TASK DESCRIPTION:
Only the lines from the one containing "so basically what I want is the location of every green" through the end of the listing below are to be reproduced, exactly as they stand.

ENTRIES PROVIDED:
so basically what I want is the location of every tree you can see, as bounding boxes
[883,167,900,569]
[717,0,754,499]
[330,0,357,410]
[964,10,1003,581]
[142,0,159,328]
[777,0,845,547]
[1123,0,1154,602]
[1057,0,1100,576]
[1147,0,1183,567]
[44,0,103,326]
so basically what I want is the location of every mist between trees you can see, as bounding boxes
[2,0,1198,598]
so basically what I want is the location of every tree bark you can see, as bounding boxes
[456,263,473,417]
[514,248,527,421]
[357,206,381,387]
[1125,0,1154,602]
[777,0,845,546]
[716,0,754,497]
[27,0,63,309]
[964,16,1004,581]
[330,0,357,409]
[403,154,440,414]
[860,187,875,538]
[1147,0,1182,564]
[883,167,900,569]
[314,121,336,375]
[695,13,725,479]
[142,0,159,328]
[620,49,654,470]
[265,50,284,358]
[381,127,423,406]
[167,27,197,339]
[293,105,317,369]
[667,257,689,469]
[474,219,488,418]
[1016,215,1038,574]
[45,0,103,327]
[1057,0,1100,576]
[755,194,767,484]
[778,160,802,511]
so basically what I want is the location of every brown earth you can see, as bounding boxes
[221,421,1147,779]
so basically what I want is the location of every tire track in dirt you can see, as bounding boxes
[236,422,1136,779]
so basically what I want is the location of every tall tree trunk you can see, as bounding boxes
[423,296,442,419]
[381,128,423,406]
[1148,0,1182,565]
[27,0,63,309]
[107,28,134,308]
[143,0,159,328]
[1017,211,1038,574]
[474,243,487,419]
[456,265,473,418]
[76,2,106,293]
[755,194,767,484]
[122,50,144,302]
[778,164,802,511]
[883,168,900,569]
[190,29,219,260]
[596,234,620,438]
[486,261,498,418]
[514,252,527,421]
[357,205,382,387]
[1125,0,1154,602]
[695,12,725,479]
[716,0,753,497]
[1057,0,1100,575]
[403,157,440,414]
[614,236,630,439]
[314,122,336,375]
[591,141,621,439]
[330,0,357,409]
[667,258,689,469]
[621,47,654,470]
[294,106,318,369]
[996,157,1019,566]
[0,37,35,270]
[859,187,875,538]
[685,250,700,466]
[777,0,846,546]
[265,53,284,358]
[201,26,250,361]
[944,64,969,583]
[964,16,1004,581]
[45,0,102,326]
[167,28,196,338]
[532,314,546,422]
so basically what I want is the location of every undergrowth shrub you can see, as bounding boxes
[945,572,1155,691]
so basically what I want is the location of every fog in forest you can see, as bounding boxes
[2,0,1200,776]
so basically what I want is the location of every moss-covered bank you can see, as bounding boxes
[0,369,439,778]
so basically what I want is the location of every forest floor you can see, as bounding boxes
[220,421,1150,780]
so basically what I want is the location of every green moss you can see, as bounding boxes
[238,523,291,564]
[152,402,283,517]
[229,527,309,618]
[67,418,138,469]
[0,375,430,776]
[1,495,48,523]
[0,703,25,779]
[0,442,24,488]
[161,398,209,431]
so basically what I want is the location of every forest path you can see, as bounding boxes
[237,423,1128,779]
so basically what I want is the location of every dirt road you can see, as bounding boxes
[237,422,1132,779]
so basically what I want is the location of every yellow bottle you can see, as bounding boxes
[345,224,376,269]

RESULT FOR THIS TASK:
so basically what I want is the location of every green moss you can see, as bounding boxes
[238,523,291,564]
[152,402,283,517]
[229,527,309,618]
[67,418,138,469]
[0,375,430,776]
[1,495,48,523]
[0,703,25,779]
[0,442,24,488]
[161,398,209,431]
so basically what I want is the location of every forest path you can see, as bounding boxes
[237,423,1128,779]
so basically what I want is the location of every dirt road you can see, as bounding boxes
[237,422,1132,779]
so basically what I want is the location of every yellow bottle you can see, as bounding boxes
[345,224,376,269]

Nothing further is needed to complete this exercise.